== Pasaje ==
Alfonso González Jerez

El Largo en La Laguna

Se las esperaba muy felices Luis Yeray Gutiérrez – ese alcalde sandunguero al que temen los fascistas, según el atinado y ecuánime juicio del monologuista Santiago Pérez – en las próximas elecciones municipales. Según sus oráculos el PSOE en La Laguna estaba a tres concejales de la mayoría absoluta, y justo esos tres ediles, así dictan los pronósticos, eran los que obtendría Unidas Podemos, que presentaban de nuevo a Rubens Ascanio, no por incombustible, sino por ignífugo. Yo creo que Ascanio le saldría más barato a La Laguna si le convocasen unas oposiciones unipersonales para ujier, cupletista o sota de espadas, pero allá ellos. Mientras tanto Coalición Canaria y el PP intentaban averiguar si sumaban, restaban, multiplicaban o dividían. Hasta que ayer se confirmó la noticia: Alberto Rodríguez, el hombre del que cuelga un Drago, se presenta al ayuntamiento lagunero sin dejar de aspirar a un escaño en el Parlamento de Canarias.
===
== Registros aportados ==
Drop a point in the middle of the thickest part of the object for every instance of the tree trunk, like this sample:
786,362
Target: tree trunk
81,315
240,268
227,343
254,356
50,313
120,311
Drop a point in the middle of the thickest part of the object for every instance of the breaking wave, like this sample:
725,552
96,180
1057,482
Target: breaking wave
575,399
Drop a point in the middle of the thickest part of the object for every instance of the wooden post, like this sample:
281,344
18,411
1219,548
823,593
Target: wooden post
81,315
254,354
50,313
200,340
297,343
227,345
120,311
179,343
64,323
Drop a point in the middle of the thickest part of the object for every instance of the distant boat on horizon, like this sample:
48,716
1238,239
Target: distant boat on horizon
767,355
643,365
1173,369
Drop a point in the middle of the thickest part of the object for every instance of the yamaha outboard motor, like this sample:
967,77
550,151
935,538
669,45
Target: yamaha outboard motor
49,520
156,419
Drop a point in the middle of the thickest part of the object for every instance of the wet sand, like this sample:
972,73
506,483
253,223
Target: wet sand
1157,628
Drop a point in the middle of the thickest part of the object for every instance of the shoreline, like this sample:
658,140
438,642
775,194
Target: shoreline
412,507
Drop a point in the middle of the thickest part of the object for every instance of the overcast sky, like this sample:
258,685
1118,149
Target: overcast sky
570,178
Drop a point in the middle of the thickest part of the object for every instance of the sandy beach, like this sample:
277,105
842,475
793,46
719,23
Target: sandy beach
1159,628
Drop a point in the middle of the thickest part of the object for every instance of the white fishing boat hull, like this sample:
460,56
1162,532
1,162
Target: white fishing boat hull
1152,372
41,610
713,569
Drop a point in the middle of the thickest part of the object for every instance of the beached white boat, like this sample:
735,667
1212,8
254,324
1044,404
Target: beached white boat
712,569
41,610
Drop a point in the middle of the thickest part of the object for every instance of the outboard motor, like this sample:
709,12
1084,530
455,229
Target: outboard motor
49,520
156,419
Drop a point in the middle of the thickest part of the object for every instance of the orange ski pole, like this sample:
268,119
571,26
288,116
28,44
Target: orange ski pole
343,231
===
Tareas:
[1] Responde a estas preguntas sobre el pasaje:
(a) ¿A cuántos concejales de la mayoría absoluta estaba el PSOE en La Laguna, según los oráculos de Luis Yeray Gutiérrez?
(b) ¿A quién presentaba de nuevo Unidas Podemos?
(c) ¿A qué se presenta Alberto Rodríguez, según la noticia confirmada ayer?
[2] Identifica y copia cada línea de los registros en la que aparezca la palabra "orange".

Respuestas dadas:
[1]
(a) A tres concejales.
(b) A Rubens Ascanio.
(c) Al ayuntamiento lagunero, sin dejar de aspirar a un escaño en el Parlamento de Canarias.

[2]
Drop a point in the middle of the thickest part of the object for every instance of the orange ski pole, like this sample:
Target: orange ski pole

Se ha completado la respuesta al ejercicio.